Schatz, wir müssen reden!
„Wenn ein Mann seine
Meinung sagt, ist er ein Mann. Wenn eine Frau ihre Meinung sagt, ist sie ein
Miststück."
(Bette Davis)
Erwartungsgemäß
hat mein Text „Sexuelles Fehlverhalten in der Milonga“ viel Aufmerksamkeit erregt (klar: „Sex and Crime“). Auch angesichts von Kommentaren dazu kam mir die Frage: Warum reden die Geschlechter gerade in solchen Situationen nicht mehr
miteinander? Vor allem den Männern, so mein Eindruck, verschlägt es in erotischen Situationen vollends die
Sprache – stattdessen wird umso mehr gefummelt,
öfters ohne Erfolg oder sogar von Abstrafung begleitet. Dann ist das
Geschrei groß!

• _AUFLISTUNG_
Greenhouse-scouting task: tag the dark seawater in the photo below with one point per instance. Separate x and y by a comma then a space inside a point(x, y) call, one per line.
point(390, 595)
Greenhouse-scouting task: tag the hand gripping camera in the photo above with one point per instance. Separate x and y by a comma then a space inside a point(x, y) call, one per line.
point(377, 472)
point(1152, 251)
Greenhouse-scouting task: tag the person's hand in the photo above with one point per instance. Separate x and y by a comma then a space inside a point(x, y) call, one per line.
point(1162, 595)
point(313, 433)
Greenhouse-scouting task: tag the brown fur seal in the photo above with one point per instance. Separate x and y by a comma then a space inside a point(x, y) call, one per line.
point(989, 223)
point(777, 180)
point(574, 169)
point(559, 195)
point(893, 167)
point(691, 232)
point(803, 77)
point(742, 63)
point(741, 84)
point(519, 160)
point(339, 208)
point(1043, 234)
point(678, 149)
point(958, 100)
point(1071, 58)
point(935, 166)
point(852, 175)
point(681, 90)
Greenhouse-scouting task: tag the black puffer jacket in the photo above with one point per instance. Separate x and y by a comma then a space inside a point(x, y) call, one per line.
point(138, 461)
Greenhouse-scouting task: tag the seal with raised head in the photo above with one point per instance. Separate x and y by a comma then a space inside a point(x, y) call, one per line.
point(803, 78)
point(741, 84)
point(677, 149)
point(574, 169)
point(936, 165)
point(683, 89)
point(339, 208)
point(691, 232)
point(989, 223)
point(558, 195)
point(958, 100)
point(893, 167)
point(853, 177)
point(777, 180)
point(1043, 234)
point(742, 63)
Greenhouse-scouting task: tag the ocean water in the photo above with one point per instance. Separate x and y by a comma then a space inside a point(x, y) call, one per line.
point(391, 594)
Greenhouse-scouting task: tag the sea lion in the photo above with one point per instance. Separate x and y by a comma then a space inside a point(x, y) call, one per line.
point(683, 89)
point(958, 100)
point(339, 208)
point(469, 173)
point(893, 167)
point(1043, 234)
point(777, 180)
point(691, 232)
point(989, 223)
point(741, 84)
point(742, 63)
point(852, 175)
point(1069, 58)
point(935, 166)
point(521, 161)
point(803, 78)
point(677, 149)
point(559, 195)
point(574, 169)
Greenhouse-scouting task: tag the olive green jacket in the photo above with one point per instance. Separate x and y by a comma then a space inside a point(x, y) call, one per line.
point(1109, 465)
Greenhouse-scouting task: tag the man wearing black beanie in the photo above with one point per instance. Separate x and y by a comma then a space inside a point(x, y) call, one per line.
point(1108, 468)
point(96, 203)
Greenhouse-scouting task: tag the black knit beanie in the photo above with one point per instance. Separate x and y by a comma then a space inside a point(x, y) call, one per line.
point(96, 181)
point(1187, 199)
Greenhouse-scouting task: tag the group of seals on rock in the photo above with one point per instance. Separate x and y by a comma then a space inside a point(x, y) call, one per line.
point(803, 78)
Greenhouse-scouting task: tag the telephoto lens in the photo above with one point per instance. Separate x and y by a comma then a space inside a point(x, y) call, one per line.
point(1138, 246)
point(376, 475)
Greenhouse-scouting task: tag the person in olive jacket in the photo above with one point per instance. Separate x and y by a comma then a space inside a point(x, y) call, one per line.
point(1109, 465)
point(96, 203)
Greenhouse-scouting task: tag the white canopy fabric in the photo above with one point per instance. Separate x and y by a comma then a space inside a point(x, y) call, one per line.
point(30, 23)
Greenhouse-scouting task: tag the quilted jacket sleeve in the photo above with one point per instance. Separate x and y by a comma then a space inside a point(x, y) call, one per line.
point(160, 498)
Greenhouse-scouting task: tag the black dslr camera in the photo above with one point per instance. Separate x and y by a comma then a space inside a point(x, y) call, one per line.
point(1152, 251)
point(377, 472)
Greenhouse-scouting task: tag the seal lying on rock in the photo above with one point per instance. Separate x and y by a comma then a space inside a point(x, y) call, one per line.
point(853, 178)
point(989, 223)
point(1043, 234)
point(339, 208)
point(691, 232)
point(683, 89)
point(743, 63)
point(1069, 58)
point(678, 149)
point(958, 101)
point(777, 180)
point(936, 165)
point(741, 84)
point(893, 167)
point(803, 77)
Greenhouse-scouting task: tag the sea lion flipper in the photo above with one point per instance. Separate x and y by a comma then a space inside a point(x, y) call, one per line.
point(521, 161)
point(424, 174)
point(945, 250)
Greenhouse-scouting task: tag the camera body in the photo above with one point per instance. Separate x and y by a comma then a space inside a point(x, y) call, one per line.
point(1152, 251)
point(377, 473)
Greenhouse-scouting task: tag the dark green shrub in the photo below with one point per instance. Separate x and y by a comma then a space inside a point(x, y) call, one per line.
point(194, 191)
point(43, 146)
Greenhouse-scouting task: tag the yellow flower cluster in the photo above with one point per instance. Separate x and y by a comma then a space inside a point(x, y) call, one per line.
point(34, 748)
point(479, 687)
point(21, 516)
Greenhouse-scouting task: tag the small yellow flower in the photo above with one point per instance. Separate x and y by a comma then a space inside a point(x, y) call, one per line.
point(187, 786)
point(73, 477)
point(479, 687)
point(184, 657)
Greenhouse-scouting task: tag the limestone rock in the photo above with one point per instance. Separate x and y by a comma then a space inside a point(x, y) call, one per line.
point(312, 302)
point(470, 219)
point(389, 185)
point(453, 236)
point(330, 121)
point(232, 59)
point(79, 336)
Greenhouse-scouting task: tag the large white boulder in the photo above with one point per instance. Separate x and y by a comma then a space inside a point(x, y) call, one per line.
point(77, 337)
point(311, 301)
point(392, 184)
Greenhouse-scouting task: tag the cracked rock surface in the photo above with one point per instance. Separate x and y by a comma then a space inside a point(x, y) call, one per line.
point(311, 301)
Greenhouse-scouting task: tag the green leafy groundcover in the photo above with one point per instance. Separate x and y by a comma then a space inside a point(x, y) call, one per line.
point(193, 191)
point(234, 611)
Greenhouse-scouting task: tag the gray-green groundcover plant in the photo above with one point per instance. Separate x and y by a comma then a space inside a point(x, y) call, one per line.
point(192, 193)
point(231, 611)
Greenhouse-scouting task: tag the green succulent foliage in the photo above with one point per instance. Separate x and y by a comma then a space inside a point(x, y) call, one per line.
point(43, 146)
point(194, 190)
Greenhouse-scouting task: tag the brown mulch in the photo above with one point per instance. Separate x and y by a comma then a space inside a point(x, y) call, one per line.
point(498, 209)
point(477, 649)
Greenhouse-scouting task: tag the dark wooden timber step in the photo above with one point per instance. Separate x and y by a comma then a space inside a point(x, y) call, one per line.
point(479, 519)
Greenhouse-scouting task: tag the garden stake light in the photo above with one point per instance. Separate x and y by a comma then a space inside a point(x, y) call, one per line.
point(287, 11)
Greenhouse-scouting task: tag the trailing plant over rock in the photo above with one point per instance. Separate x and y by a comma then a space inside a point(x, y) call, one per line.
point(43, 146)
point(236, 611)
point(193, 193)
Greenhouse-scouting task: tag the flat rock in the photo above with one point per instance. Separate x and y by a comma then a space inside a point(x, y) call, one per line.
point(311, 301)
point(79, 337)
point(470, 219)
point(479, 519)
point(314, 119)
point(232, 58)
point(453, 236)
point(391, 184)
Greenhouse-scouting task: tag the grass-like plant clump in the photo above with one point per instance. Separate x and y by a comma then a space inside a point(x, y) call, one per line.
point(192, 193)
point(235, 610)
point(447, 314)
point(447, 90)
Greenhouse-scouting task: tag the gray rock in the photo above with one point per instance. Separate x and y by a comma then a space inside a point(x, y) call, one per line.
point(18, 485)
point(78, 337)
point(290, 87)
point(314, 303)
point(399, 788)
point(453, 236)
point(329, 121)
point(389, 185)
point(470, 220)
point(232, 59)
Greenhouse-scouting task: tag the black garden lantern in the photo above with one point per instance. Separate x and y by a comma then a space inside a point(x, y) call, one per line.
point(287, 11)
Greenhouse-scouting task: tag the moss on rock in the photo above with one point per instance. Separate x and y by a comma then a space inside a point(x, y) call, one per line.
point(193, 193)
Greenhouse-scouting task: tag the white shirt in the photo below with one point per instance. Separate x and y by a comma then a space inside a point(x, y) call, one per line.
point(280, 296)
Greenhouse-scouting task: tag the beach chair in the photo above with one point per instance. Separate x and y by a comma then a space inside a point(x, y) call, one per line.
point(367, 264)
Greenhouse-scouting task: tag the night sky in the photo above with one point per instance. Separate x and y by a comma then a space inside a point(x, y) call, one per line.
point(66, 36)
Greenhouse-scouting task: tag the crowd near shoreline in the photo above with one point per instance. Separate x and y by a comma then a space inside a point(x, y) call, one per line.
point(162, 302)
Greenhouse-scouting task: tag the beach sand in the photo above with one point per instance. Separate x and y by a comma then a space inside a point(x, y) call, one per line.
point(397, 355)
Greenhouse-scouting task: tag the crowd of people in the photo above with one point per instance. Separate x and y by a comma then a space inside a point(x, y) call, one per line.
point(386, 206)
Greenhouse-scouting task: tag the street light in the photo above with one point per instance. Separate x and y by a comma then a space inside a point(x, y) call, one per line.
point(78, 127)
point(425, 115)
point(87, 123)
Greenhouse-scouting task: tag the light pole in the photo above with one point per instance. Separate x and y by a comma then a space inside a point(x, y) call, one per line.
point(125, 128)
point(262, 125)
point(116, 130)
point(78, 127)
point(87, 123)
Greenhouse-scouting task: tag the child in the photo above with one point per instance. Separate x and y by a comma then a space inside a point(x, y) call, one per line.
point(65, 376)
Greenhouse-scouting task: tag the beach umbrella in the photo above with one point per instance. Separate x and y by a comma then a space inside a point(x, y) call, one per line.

• _AUFGABEN_
1 > Warum hat der frühere Text über sexuelles Fehlverhalten in der Milonga laut Seitenauszug erwartungsgemäß viel Aufmerksamkeit erregt? Antworte in ein bis drei Sätzen.
2 > Setze den Seitenauszug über das Schweigen zwischen den Geschlechtern in der Milonga nach seinem letzten Satz fort.
Die Auflistung ist eigenständiges Material und gehört nicht zum Seitenauszug.

• _DIE ANTWORTEN_
1 > Weil er von „Sex and Crime“ handelte. Ein solches Thema zieht erwartungsgemäß viel Aufmerksamkeit auf sich.

2 >
Liegt
es daran, dass die Herren per se die
großen Schweiger sind? Nach einem
bekannten Ondit habe ja der Männe, wenn er abends von der Arbeit nach Hause
komme, sein geringeres Vokabular bereits verbraucht, während die Gattin noch
über deutliche Reserven verfüge, welche sich dann über den armen Kerl ergössen.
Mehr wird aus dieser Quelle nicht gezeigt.